Could you turn the rows from the first line through the line containing "122L213 125H237L229 118L219" into a JSON list of strings, with one string per line and no blank lines?
---------- Exercise input ----------
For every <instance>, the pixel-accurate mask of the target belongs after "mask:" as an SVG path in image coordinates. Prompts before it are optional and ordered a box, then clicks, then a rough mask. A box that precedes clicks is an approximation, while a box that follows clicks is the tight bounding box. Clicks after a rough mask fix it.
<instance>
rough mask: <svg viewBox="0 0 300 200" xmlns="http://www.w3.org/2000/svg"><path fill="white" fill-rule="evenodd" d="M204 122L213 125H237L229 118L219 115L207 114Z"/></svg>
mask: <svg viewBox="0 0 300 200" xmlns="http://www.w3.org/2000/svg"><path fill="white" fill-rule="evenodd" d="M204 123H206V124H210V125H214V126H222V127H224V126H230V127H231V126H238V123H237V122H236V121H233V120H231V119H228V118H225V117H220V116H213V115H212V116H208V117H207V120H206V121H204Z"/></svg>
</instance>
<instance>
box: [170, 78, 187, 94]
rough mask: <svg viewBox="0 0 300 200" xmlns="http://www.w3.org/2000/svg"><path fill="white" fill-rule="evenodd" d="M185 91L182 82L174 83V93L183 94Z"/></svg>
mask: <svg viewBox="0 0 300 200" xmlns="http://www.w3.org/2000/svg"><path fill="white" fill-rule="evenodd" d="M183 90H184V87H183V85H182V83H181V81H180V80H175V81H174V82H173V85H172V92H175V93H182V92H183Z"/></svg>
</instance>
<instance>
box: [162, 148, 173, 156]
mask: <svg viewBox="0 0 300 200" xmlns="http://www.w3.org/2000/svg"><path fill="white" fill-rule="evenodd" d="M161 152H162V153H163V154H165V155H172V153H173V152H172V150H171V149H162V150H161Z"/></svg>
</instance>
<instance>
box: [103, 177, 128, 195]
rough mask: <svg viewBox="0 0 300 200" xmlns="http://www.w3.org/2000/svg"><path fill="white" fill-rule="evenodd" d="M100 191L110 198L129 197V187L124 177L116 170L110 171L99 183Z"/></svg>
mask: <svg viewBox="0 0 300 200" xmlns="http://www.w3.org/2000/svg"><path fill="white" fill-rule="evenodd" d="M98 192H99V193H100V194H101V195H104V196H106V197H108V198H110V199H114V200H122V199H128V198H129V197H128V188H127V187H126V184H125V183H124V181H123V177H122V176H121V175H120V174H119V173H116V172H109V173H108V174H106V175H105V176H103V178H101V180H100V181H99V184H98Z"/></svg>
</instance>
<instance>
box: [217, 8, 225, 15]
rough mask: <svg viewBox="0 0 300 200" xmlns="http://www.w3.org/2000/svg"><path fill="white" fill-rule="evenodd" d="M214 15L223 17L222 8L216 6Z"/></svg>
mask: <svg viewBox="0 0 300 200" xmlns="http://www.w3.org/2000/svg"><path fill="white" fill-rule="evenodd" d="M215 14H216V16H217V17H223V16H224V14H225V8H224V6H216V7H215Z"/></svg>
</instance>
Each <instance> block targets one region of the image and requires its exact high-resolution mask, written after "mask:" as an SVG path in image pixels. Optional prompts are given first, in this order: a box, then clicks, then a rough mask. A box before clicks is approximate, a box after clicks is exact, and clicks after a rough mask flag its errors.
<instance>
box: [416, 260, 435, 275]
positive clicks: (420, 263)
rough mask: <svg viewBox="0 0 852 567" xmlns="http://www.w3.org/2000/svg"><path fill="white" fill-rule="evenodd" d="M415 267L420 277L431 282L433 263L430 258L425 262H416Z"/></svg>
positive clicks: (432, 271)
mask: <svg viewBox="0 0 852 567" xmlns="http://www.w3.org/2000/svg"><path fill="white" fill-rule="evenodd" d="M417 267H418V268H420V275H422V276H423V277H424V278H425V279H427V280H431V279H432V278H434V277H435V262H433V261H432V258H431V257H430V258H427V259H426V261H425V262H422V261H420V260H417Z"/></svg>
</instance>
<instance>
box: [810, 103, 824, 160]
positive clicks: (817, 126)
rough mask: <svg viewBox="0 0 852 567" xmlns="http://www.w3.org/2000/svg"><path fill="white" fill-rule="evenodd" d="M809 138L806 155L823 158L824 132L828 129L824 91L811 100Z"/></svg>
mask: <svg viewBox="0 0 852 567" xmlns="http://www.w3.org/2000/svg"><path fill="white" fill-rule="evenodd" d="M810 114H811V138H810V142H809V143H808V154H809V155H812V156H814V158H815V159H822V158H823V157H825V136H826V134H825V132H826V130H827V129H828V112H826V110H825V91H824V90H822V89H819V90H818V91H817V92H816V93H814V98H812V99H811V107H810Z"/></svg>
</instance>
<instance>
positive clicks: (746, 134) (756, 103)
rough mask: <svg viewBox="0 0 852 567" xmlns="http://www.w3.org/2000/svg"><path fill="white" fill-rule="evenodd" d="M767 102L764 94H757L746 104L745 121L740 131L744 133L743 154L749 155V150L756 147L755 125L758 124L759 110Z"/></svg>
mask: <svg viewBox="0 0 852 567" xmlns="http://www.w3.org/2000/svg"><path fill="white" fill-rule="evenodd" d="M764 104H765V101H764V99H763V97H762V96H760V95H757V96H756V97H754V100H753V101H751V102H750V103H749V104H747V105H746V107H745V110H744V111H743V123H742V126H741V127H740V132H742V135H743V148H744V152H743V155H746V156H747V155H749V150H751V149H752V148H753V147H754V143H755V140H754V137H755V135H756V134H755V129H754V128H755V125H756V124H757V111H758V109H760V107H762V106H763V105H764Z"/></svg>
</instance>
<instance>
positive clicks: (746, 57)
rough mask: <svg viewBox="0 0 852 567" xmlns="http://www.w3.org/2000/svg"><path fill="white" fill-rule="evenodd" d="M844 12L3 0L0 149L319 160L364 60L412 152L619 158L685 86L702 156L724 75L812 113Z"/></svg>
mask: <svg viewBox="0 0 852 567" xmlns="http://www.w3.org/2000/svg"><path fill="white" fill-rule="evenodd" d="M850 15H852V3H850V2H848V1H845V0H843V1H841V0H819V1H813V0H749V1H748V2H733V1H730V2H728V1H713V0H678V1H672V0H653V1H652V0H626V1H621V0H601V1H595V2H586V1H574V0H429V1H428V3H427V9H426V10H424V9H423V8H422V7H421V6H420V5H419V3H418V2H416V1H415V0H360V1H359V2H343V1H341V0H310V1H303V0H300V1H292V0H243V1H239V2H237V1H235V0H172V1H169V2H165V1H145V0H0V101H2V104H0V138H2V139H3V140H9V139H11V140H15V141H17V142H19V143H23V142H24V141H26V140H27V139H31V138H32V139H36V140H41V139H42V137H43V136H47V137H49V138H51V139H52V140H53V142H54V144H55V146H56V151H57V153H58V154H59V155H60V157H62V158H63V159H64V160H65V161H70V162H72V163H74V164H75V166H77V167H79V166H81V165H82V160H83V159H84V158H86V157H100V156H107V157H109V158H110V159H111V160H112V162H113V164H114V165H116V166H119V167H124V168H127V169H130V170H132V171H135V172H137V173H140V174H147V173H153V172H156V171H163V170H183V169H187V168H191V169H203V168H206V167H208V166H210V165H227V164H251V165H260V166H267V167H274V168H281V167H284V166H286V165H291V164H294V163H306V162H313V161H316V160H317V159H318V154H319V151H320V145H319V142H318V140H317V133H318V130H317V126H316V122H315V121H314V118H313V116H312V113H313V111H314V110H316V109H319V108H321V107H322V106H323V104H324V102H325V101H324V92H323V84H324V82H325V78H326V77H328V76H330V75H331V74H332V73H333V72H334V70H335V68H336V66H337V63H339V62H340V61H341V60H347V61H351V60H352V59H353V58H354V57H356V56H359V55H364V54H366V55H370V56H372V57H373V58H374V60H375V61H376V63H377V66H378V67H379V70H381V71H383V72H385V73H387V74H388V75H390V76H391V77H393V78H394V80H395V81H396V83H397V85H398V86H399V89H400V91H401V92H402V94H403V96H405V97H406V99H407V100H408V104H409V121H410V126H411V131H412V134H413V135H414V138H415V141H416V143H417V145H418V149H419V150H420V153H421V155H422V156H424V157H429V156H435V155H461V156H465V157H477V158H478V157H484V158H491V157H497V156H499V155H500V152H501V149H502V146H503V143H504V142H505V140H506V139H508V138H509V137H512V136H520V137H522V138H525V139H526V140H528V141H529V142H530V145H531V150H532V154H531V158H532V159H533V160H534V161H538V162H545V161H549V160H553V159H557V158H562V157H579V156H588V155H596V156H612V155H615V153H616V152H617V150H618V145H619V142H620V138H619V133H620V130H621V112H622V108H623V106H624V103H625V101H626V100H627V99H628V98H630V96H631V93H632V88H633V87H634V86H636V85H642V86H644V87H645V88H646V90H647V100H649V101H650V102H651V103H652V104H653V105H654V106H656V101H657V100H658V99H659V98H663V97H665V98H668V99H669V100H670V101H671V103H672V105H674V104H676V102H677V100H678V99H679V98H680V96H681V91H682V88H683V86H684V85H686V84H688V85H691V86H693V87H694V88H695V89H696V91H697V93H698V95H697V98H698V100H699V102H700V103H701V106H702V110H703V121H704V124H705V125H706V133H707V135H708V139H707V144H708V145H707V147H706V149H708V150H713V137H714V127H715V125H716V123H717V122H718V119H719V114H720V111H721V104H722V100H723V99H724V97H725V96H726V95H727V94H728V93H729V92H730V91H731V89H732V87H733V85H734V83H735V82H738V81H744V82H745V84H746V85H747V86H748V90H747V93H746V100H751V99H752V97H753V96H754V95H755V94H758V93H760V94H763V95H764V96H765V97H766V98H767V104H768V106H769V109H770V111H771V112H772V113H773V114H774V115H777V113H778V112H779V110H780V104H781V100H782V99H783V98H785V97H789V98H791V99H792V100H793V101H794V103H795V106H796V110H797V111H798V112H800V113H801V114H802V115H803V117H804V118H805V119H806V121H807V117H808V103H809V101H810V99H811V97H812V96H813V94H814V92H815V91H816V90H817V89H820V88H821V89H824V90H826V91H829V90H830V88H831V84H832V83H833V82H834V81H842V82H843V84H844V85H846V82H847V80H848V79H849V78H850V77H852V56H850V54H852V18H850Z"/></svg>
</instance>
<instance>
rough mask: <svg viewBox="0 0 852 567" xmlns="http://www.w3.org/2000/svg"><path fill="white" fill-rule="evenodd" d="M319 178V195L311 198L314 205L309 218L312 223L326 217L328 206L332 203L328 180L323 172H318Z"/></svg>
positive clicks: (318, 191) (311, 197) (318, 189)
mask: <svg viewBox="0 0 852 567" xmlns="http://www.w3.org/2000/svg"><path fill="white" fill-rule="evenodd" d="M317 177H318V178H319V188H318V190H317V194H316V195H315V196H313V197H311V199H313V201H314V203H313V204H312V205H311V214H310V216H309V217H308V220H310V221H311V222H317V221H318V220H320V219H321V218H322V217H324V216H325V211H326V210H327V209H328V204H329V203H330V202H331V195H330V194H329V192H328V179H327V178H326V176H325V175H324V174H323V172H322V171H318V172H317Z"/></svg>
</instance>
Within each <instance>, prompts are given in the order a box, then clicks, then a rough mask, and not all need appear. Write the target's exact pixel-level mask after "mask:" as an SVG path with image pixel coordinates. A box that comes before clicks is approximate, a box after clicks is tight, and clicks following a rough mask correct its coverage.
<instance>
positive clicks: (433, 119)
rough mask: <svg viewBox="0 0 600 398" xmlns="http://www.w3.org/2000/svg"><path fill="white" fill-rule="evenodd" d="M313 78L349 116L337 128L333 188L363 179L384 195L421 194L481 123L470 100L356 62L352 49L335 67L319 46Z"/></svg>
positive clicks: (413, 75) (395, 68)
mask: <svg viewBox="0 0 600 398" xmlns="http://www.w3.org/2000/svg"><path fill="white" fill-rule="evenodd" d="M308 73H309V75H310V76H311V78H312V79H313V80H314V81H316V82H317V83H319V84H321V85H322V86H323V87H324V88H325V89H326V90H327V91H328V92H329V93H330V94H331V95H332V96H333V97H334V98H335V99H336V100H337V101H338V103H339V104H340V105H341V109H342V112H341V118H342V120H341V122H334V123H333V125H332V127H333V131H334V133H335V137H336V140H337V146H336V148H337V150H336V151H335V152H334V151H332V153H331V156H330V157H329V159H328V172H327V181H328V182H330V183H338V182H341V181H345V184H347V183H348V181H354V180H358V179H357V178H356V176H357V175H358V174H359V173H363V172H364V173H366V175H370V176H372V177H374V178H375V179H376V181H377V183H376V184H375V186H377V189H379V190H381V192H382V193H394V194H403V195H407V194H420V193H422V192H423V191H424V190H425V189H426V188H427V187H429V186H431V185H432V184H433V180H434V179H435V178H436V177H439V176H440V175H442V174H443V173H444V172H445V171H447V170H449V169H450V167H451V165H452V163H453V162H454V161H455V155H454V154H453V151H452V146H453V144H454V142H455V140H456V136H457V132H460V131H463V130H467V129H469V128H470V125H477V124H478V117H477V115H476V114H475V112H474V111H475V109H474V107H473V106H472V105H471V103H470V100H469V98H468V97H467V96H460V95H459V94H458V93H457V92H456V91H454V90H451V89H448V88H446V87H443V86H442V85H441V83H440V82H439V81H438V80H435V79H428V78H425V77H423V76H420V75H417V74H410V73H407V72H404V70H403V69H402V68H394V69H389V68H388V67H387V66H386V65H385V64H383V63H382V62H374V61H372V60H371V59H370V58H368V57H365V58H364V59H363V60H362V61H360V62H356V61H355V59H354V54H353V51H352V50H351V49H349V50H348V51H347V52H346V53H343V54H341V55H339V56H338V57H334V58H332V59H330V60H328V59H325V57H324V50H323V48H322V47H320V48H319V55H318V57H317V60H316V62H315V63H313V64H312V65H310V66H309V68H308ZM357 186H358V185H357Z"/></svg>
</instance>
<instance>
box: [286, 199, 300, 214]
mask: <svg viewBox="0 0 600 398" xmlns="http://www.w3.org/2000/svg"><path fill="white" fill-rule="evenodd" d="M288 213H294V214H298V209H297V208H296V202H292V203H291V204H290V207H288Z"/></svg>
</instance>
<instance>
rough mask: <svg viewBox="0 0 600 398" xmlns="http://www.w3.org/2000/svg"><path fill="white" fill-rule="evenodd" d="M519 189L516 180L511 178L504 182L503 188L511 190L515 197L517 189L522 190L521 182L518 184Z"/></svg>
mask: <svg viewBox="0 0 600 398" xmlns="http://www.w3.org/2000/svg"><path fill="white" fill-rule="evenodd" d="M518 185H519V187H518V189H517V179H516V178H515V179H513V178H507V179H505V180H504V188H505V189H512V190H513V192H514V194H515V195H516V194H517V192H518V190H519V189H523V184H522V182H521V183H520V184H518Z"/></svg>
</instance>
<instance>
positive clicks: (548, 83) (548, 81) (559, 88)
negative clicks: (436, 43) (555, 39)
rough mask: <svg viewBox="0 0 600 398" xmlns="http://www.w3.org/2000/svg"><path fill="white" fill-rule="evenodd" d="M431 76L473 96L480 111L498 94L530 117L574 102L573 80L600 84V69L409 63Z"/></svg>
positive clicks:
----------
**Reply to the task:**
[
  "For every <instance>, the pixel-accurate mask of the target belongs after \"mask:\" as an SVG path in image coordinates. Prompts before it are optional and ordered a box, then clicks, then a rough mask. A box that precedes clicks is an approximation, while a box that follows clicks is the tight bounding box. Clicks after a rough mask fix it.",
  "<instance>",
  "rough mask: <svg viewBox=\"0 0 300 200\" xmlns=\"http://www.w3.org/2000/svg\"><path fill=\"white\" fill-rule=\"evenodd\" d=\"M204 122L213 125H237L229 118L219 115L207 114Z\"/></svg>"
]